>> START
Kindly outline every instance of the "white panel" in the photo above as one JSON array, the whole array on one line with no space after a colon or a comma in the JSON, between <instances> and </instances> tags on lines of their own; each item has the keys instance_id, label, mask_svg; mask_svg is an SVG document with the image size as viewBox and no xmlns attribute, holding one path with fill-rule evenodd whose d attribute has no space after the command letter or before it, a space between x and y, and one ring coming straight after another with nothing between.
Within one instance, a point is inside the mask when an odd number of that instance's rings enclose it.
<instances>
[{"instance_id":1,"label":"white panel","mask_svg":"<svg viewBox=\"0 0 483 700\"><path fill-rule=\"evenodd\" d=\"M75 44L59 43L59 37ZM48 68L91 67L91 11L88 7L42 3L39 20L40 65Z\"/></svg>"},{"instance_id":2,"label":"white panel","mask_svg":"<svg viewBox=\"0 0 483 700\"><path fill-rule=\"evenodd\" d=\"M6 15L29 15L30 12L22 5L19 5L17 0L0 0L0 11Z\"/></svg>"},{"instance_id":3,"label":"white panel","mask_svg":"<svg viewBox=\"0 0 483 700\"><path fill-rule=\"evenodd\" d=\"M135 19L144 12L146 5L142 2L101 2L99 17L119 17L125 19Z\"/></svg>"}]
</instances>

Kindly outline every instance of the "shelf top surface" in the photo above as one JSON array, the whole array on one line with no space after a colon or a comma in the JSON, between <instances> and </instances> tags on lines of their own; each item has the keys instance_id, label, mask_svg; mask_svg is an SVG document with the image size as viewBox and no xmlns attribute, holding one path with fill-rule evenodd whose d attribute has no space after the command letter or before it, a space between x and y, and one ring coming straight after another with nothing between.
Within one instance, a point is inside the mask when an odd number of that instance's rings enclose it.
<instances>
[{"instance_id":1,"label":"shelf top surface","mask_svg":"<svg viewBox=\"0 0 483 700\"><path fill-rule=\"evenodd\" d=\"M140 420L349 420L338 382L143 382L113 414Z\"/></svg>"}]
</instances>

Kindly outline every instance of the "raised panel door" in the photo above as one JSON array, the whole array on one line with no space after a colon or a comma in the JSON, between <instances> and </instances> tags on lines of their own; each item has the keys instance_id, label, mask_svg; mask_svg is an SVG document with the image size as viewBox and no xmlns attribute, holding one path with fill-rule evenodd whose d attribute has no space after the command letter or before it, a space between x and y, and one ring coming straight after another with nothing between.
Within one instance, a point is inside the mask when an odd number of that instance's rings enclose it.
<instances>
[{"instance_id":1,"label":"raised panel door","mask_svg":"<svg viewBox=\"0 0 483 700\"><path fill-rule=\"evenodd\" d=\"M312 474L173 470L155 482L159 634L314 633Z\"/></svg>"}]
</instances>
>> END
*Work to do:* Pick out every line of the listing that contains the string "surface" and copy those lines.

*Output for this task:*
Kindly outline every instance of the "shelf top surface" in the photo above as one JSON array, the whole array on one line with no space after a colon or a comma in the JSON, between <instances> and </instances> tags on lines of their own; each item has the keys instance_id, label, mask_svg; mask_svg is an SVG document with the image size as viewBox and no xmlns attribute, holding one path with fill-rule evenodd whose d attribute has no space after the command letter or before it, a space between x and y, and one ring coming straight after another with nothing between.
[{"instance_id":1,"label":"shelf top surface","mask_svg":"<svg viewBox=\"0 0 483 700\"><path fill-rule=\"evenodd\" d=\"M140 420L349 420L338 382L143 382L113 414Z\"/></svg>"}]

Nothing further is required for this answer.